TASK REQUIREMENTS. Word for word, reproduce each of the entries.

Records from a data source.
= Beginning of Section =

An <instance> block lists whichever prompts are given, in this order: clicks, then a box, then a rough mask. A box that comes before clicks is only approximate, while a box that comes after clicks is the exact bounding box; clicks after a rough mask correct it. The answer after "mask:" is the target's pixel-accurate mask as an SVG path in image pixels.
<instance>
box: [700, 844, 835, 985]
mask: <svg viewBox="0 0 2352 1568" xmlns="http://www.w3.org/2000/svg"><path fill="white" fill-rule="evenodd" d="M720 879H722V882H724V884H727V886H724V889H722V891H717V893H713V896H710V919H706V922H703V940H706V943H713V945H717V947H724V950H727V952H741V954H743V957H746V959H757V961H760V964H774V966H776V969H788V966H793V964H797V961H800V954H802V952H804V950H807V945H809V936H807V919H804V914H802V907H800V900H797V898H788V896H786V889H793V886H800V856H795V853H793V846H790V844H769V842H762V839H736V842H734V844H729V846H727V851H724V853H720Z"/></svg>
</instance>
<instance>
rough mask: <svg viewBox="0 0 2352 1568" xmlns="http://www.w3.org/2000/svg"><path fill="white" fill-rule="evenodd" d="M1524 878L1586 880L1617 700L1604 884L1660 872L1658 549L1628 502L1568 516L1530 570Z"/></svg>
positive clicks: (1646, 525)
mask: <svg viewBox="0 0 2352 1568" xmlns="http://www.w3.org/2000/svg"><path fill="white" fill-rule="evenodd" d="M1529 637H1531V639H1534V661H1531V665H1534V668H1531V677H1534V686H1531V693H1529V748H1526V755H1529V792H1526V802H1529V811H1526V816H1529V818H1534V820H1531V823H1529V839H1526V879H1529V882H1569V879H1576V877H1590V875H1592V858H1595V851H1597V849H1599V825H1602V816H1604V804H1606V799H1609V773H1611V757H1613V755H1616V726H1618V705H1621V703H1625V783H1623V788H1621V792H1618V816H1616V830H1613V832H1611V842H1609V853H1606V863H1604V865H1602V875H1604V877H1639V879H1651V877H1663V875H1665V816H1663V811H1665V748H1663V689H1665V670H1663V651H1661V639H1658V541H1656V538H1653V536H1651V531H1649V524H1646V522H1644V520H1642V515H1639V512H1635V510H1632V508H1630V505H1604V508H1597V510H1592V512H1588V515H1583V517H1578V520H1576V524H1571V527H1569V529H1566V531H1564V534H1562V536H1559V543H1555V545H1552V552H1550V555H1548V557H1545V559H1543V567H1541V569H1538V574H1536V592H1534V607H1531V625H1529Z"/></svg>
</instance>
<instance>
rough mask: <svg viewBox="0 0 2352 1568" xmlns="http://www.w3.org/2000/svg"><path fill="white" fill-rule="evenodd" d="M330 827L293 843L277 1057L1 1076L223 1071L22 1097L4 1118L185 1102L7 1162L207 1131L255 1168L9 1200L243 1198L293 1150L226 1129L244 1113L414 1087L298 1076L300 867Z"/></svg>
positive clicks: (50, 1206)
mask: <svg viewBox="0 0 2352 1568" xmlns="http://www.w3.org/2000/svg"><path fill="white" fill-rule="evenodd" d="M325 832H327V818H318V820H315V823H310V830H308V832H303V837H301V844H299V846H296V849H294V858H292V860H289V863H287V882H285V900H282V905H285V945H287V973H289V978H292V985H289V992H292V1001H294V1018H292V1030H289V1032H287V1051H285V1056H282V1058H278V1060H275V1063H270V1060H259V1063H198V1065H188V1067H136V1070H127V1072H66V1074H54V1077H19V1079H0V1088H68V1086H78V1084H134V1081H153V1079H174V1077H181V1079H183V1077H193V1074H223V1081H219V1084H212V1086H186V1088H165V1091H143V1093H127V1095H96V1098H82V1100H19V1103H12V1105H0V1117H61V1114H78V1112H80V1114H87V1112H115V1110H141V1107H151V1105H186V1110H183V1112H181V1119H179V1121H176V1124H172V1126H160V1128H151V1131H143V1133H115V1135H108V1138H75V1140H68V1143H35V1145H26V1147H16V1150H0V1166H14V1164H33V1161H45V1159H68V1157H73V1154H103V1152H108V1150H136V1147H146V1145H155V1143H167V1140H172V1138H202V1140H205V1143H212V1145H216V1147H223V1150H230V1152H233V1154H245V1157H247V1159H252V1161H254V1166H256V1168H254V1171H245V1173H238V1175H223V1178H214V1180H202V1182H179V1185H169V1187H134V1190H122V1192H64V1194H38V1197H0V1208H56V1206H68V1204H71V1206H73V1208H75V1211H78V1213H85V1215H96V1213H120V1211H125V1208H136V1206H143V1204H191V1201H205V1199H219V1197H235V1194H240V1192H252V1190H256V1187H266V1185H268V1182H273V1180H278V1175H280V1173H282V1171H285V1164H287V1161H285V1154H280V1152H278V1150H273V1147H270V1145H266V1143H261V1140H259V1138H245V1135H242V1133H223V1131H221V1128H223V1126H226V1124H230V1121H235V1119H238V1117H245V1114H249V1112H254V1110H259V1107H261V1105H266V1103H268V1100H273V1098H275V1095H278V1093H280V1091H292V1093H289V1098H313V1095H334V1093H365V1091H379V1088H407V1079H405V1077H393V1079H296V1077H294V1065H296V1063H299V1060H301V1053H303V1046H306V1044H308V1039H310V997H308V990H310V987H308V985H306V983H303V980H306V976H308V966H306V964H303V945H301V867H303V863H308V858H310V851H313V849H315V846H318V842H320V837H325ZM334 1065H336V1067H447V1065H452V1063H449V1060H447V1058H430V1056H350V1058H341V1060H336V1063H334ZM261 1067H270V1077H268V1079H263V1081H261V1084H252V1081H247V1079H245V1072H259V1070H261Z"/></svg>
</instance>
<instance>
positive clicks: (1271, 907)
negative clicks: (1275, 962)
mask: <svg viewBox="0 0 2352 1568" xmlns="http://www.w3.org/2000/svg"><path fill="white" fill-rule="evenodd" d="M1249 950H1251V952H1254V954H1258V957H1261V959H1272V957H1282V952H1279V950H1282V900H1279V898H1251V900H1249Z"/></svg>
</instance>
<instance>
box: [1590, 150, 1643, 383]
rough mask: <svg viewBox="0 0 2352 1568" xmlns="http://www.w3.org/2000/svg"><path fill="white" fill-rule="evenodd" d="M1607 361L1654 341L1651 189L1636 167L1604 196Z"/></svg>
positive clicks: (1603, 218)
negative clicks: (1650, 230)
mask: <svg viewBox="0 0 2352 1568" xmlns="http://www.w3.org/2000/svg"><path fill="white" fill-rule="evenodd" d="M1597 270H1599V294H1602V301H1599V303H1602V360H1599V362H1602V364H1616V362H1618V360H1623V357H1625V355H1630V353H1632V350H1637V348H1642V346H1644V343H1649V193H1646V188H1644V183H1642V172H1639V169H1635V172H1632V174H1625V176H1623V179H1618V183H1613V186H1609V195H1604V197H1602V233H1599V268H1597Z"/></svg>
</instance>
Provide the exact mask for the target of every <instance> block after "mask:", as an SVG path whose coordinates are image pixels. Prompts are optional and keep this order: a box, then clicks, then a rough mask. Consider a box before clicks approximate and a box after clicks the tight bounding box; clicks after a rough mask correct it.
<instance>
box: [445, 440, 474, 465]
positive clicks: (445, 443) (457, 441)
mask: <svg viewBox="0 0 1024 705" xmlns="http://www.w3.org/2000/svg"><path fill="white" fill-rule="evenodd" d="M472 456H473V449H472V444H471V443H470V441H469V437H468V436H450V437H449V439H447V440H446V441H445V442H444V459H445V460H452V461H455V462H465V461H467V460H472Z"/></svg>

= End of Section =

ANSWER FOR THE TASK.
An <instance> block lists whichever prompts are given, in this order: clicks, then a box, then a rough mask. A box that comes before clicks is only approximate, while a box that comes after clicks is the exact bounding box; clicks after a rough mask correct it. The answer after "mask:" is the target's pixel-accurate mask as an SVG path in image pixels.
<instance>
box: [700, 844, 835, 985]
mask: <svg viewBox="0 0 2352 1568" xmlns="http://www.w3.org/2000/svg"><path fill="white" fill-rule="evenodd" d="M720 879H722V882H724V884H727V886H724V889H722V891H717V893H713V896H710V919H706V922H703V940H706V943H713V945H717V947H724V950H727V952H741V954H743V957H746V959H757V961H760V964H774V966H776V969H788V966H793V964H797V961H800V954H802V952H804V950H807V945H809V936H807V919H804V914H802V907H800V900H797V898H788V896H786V889H793V886H800V856H795V853H793V846H790V844H769V842H762V839H736V842H734V844H729V846H727V851H724V853H720Z"/></svg>
</instance>
<instance>
rough mask: <svg viewBox="0 0 2352 1568" xmlns="http://www.w3.org/2000/svg"><path fill="white" fill-rule="evenodd" d="M1524 878L1586 880L1617 700L1604 884L1660 872L1658 549L1628 502L1568 516L1530 570Z"/></svg>
positive clicks: (1646, 525)
mask: <svg viewBox="0 0 2352 1568" xmlns="http://www.w3.org/2000/svg"><path fill="white" fill-rule="evenodd" d="M1529 637H1531V639H1534V661H1531V665H1534V668H1531V677H1534V686H1531V693H1529V748H1526V755H1529V792H1526V802H1529V811H1526V816H1529V818H1534V820H1531V823H1529V839H1526V879H1529V882H1569V879H1576V877H1590V875H1592V858H1595V851H1597V849H1599V825H1602V816H1604V804H1606V799H1609V773H1611V757H1613V755H1616V726H1618V705H1621V703H1625V783H1623V788H1621V792H1618V816H1616V830H1613V832H1611V842H1609V853H1606V863H1604V865H1602V875H1604V877H1639V879H1651V877H1663V875H1665V816H1663V811H1665V748H1663V689H1665V670H1663V651H1661V639H1658V541H1656V538H1653V536H1651V531H1649V524H1646V522H1644V520H1642V515H1639V512H1635V510H1632V508H1630V505H1604V508H1597V510H1592V512H1588V515H1583V517H1578V520H1576V524H1571V527H1569V529H1566V531H1564V534H1562V536H1559V543H1555V545H1552V552H1550V555H1548V557H1545V559H1543V567H1541V569H1538V574H1536V592H1534V607H1531V625H1529Z"/></svg>
</instance>
<instance>
rough mask: <svg viewBox="0 0 2352 1568" xmlns="http://www.w3.org/2000/svg"><path fill="white" fill-rule="evenodd" d="M330 827L293 843L277 1057L1 1076L223 1071L22 1097L4 1118L185 1102L7 1162L207 1131L255 1168L9 1200L243 1198L293 1150L226 1129L244 1113L414 1087L298 1076L300 867Z"/></svg>
positive clicks: (50, 1206)
mask: <svg viewBox="0 0 2352 1568" xmlns="http://www.w3.org/2000/svg"><path fill="white" fill-rule="evenodd" d="M325 832H327V818H318V820H315V823H310V830H308V832H303V837H301V844H299V846H296V849H294V858H292V860H289V863H287V882H285V900H282V905H285V945H287V973H289V978H292V985H289V992H292V1001H294V1018H292V1030H289V1032H287V1051H285V1056H282V1058H278V1060H275V1063H270V1060H259V1063H198V1065H188V1067H136V1070H127V1072H66V1074H54V1077H19V1079H0V1088H68V1086H78V1084H134V1081H153V1079H174V1077H181V1079H183V1077H193V1074H223V1081H219V1084H212V1086H186V1088H165V1091H143V1093H127V1095H96V1098H82V1100H19V1103H12V1105H0V1117H61V1114H78V1112H80V1114H87V1112H115V1110H141V1107H151V1105H186V1110H183V1112H181V1119H179V1121H176V1124H172V1126H160V1128H151V1131H143V1133H115V1135H108V1138H75V1140H68V1143H35V1145H26V1147H16V1150H0V1166H14V1164H33V1161H45V1159H68V1157H73V1154H103V1152H108V1150H136V1147H146V1145H155V1143H167V1140H172V1138H202V1140H205V1143H212V1145H216V1147H223V1150H230V1152H233V1154H245V1157H247V1159H252V1161H254V1166H256V1168H254V1171H245V1173H238V1175H223V1178H214V1180H202V1182H179V1185H169V1187H134V1190H122V1192H64V1194H38V1197H0V1208H56V1206H68V1204H71V1206H73V1208H75V1211H78V1213H85V1215H96V1213H120V1211H125V1208H136V1206H143V1204H191V1201H205V1199H219V1197H235V1194H240V1192H252V1190H256V1187H266V1185H268V1182H273V1180H278V1175H280V1173H282V1171H285V1164H287V1161H285V1154H280V1152H278V1150H273V1147H270V1145H266V1143H261V1140H259V1138H245V1135H242V1133H223V1131H221V1128H223V1126H226V1124H230V1121H235V1119H238V1117H245V1114H249V1112H254V1110H259V1107H261V1105H266V1103H268V1100H273V1098H275V1095H278V1093H280V1091H292V1093H289V1098H313V1095H334V1093H365V1091H379V1088H407V1079H405V1077H393V1079H296V1077H294V1065H296V1063H299V1060H301V1053H303V1046H306V1044H308V1039H310V997H308V990H310V987H308V985H306V983H303V980H306V976H308V966H306V964H303V945H301V867H303V863H308V858H310V851H313V849H315V846H318V842H320V837H325ZM334 1065H336V1067H447V1065H452V1063H449V1060H447V1058H430V1056H350V1058H341V1060H336V1063H334ZM261 1067H270V1077H268V1079H263V1081H261V1084H252V1081H247V1079H245V1072H259V1070H261Z"/></svg>
</instance>
<instance>
positive clicks: (1271, 907)
negative clicks: (1275, 962)
mask: <svg viewBox="0 0 2352 1568" xmlns="http://www.w3.org/2000/svg"><path fill="white" fill-rule="evenodd" d="M1249 950H1251V952H1254V954H1258V957H1261V959H1272V957H1282V952H1279V950H1282V900H1279V898H1251V900H1249Z"/></svg>
</instance>
<instance>
box: [1590, 150, 1643, 383]
rough mask: <svg viewBox="0 0 2352 1568" xmlns="http://www.w3.org/2000/svg"><path fill="white" fill-rule="evenodd" d="M1607 361L1654 341L1651 189L1636 167L1604 196Z"/></svg>
positive clicks: (1603, 218)
negative clicks: (1650, 230)
mask: <svg viewBox="0 0 2352 1568" xmlns="http://www.w3.org/2000/svg"><path fill="white" fill-rule="evenodd" d="M1597 270H1599V294H1602V301H1599V303H1602V360H1599V362H1602V364H1616V362H1618V360H1623V357H1625V355H1630V353H1632V350H1637V348H1642V346H1644V343H1649V193H1646V188H1644V183H1642V172H1639V169H1635V172H1632V174H1625V176H1623V179H1618V183H1613V186H1609V195H1604V197H1602V233H1599V268H1597Z"/></svg>
</instance>
Provide the exact mask for the target of every <instance> block after "mask:", as an SVG path whose coordinates are image pixels. Prompts are optional and keep this order: a box, then clicks, then a rough mask. Consider a box before clicks approximate and a box after clicks the tight bounding box; clicks after a rough mask correct it.
<instance>
box: [445, 440, 474, 465]
positive clicks: (445, 443) (457, 441)
mask: <svg viewBox="0 0 1024 705" xmlns="http://www.w3.org/2000/svg"><path fill="white" fill-rule="evenodd" d="M472 456H473V449H472V444H471V443H470V441H469V437H468V436H450V437H449V439H447V440H446V441H445V442H444V459H445V460H452V461H455V462H465V461H467V460H472Z"/></svg>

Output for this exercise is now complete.